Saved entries
Start of Block
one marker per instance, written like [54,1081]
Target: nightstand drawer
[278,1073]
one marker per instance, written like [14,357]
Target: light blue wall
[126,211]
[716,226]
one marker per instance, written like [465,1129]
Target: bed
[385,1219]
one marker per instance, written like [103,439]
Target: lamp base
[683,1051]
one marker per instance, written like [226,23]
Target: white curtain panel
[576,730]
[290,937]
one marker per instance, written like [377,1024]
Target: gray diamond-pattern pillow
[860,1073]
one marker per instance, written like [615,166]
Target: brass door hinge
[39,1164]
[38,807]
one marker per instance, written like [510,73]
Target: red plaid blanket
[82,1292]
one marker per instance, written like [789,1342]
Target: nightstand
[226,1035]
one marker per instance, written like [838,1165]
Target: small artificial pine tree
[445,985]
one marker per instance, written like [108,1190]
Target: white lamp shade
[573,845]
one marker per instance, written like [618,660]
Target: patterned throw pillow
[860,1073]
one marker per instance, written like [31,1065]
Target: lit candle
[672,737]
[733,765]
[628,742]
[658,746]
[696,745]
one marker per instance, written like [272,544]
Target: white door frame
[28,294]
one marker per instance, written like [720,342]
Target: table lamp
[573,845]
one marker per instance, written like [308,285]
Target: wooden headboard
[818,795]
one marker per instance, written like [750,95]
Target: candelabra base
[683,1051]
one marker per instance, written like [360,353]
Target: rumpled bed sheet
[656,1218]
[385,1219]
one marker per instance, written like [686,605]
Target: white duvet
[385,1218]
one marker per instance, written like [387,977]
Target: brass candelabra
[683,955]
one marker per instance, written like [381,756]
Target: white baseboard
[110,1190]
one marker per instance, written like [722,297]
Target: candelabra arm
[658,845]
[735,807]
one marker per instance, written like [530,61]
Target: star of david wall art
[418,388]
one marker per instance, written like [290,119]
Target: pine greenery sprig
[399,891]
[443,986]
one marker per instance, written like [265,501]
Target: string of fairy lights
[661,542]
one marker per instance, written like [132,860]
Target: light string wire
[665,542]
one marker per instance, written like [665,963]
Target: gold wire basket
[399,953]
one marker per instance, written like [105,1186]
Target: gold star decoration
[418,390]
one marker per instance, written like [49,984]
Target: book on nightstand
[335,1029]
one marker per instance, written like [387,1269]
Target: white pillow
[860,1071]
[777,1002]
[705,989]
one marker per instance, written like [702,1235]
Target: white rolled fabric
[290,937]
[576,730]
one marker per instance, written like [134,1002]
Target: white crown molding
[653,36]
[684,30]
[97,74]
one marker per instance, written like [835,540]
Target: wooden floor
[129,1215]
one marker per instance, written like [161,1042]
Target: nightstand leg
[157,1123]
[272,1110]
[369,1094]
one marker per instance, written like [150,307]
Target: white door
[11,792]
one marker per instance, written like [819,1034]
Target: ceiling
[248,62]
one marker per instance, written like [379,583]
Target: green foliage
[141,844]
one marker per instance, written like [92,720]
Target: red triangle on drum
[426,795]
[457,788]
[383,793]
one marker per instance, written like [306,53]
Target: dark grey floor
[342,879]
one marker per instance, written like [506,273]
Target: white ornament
End of Block
Assignment: Repeat exactly the lines above from the one with "Target: white pillow" up to and including the one with "one marker per instance, written like [306,53]". No other line belongs in the reply.

Your response:
Target: white pillow
[860,1071]
[777,1002]
[705,989]
one marker per instance, written like [702,1235]
Target: white rolled fabric
[290,937]
[576,730]
one marker per instance, written like [134,1002]
Target: white crown molding
[653,36]
[684,30]
[97,74]
one marker per instance, written like [835,540]
Target: wooden floor
[129,1215]
one marker per instance, written like [161,1042]
Target: nightstand leg
[157,1123]
[272,1110]
[369,1094]
one marker per instance, written like [150,307]
Target: white door
[11,792]
one marker per instance, written like [819,1034]
Target: ceiling
[248,62]
one marker per instance, written like [379,583]
Target: green foliage
[141,844]
one marker per instance, written like [92,720]
Target: red triangle on drum
[426,795]
[457,788]
[383,793]
one marker per instance, written like [306,53]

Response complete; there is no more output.